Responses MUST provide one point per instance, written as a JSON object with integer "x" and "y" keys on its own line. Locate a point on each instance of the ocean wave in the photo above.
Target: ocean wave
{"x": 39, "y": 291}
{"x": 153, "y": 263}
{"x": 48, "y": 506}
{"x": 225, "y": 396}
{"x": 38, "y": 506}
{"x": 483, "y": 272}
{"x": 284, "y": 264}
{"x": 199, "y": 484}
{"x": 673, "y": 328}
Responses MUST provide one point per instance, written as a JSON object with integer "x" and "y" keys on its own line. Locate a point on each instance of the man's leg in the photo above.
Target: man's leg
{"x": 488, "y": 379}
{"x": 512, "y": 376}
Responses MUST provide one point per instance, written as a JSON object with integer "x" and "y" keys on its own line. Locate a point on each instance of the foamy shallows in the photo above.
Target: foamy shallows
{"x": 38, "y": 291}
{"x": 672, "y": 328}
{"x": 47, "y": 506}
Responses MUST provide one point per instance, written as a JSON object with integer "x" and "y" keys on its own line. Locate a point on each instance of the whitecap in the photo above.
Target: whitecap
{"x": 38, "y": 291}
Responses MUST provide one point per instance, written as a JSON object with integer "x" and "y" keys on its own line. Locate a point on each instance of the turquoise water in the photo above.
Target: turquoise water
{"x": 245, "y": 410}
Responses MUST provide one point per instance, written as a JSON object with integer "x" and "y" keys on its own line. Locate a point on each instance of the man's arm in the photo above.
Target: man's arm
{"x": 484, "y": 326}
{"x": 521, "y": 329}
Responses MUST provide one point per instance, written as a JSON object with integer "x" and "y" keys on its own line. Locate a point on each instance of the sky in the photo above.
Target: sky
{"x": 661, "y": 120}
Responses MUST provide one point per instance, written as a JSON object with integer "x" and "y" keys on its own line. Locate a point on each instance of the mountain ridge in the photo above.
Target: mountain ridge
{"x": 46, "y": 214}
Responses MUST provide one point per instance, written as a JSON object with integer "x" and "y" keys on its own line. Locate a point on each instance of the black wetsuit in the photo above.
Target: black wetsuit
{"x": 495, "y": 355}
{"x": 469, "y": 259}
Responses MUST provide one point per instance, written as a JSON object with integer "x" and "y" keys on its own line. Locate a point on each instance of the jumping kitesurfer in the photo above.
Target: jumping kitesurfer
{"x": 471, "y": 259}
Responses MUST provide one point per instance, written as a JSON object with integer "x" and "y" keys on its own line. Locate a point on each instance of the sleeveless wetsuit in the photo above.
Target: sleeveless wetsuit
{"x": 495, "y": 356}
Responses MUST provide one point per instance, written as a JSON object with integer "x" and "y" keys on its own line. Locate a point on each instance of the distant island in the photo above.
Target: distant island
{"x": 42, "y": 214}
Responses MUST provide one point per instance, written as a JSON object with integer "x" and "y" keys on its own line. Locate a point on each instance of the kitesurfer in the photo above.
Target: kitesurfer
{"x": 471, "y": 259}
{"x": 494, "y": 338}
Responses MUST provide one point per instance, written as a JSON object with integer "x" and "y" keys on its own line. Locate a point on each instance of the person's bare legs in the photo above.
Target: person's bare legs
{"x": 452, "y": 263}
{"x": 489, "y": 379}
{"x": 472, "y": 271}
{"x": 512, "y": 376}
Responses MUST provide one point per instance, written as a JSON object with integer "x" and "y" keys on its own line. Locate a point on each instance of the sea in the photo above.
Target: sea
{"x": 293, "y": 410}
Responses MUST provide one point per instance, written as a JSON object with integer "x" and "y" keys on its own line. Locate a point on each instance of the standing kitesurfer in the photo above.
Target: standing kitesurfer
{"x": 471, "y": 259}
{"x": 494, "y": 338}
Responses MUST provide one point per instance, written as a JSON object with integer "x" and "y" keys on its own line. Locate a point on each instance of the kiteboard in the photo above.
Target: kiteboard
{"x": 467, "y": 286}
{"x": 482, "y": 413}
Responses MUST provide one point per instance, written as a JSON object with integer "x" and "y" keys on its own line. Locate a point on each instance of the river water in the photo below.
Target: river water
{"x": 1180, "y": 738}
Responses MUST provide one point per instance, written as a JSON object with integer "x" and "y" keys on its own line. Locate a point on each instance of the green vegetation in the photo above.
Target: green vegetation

-.-.-

**EXERCISE OBJECTIVE**
Output every record above exactly as it was given.

**ANSWER TO THE PROBLEM**
Responses MUST provide one point per instance, written as a JSON object with integer "x" and "y" keys on its own line. Locate a point on each instance of the ocean wave in the photo above.
Target: ocean wave
{"x": 39, "y": 291}
{"x": 153, "y": 263}
{"x": 48, "y": 506}
{"x": 225, "y": 396}
{"x": 38, "y": 506}
{"x": 483, "y": 272}
{"x": 284, "y": 264}
{"x": 199, "y": 484}
{"x": 673, "y": 328}
Responses MUST provide one point per instance, written as a JSON object with integer "x" and "y" keys on its own line. Locate a point on each instance of the man's leg in the photo above.
Target: man's leg
{"x": 488, "y": 379}
{"x": 512, "y": 376}
Responses MUST provide one point per instance, written as a JSON object with integer "x" and "y" keys on its own line. Locate a point on each instance of the foamy shallows in the photo above.
Target: foamy shallows
{"x": 38, "y": 291}
{"x": 672, "y": 328}
{"x": 47, "y": 506}
Responses MUST provide one point per instance, written as a JSON object with integer "x" and "y" keys on its own line. Locate a point on each instance of the whitecap in the photo above.
Target: whitecap
{"x": 38, "y": 291}
Responses MUST provide one point per instance, written as a JSON object with integer "x" and "y" keys on its own line. Locate a point on each instance of the turquoise water in the photo above.
Target: turquoise water
{"x": 245, "y": 410}
Responses MUST provide one point per instance, written as a JSON object with integer "x" and "y" keys on its own line. Locate a point on each instance of the man's arm in the photo above.
Target: man's arm
{"x": 484, "y": 326}
{"x": 521, "y": 329}
Responses MUST provide one point per instance, written as a JSON object with integer "x" and "y" keys on its own line. Locate a point on each instance of the sky in the photo above.
Target: sky
{"x": 661, "y": 120}
Responses MUST provide one point per instance, written as a JSON object with integer "x" and "y" keys on its own line. Locate a point on each instance of the mountain ridge in the photo above.
Target: mountain ridge
{"x": 46, "y": 214}
Responses MUST provide one point per instance, written as a JSON object with integer "x" and "y" keys on its own line. Locate a point on each instance of the black wetsuit in the photo above.
Target: black wetsuit
{"x": 495, "y": 355}
{"x": 469, "y": 259}
Responses MUST provide one point per instance, written as a JSON object with integer "x" and "y" keys on its own line. Locate a point on each instance of the jumping kitesurfer in the photo above.
Target: jumping kitesurfer
{"x": 471, "y": 259}
Responses MUST provide one point per instance, written as a JSON object with integer "x" and "y" keys on its own line. Locate a point on each instance of the sleeveless wetsuit in the photo above.
Target: sleeveless wetsuit
{"x": 495, "y": 356}
Responses MUST provide one point per instance, written as a JSON object with integer "x" and "y" keys on its own line. Locate a point on each instance of the distant island in the photo above.
Target: distant island
{"x": 42, "y": 214}
Responses MUST provide one point per instance, written as a JSON object with integer "x" and "y" keys on its own line. Locate a point on each instance of the kitesurfer in the photo above.
Target: kitesurfer
{"x": 471, "y": 259}
{"x": 494, "y": 338}
Responses MUST provide one point per instance, written as a JSON object with integer "x" and "y" keys on its own line. Locate a point on each instance of the person's bare legs in the photo above.
Target: person's bare legs
{"x": 452, "y": 263}
{"x": 489, "y": 379}
{"x": 472, "y": 271}
{"x": 512, "y": 376}
Responses MUST provide one point per instance, written as a JSON object with integer "x" and "y" keys on its own line. Locate a point on each instance of the sea in the photo above.
Target: sea
{"x": 293, "y": 410}
Responses MUST provide one point per instance, written as a JSON object with integer "x" and "y" keys on its own line. Locate a point on each instance of the standing kitesurfer in the photo above.
Target: standing kitesurfer
{"x": 471, "y": 259}
{"x": 494, "y": 338}
Responses MUST provide one point per instance, written as a JSON object with integer "x" and "y" keys on its own line. Locate a point on each instance of the kiteboard in the photo above.
Target: kiteboard
{"x": 467, "y": 286}
{"x": 482, "y": 413}
Responses MUST provide one point per instance, written as a JSON object with integer "x" and "y" keys on its own line. Locate a point on each instance of the river water in the photo below.
Target: river water
{"x": 1180, "y": 738}
Responses MUST provide one point per instance, written as a JSON object with integer "x" and "y" keys on its own line. Locate a point on each instance of the green vegetation in the photo above.
Target: green vegetation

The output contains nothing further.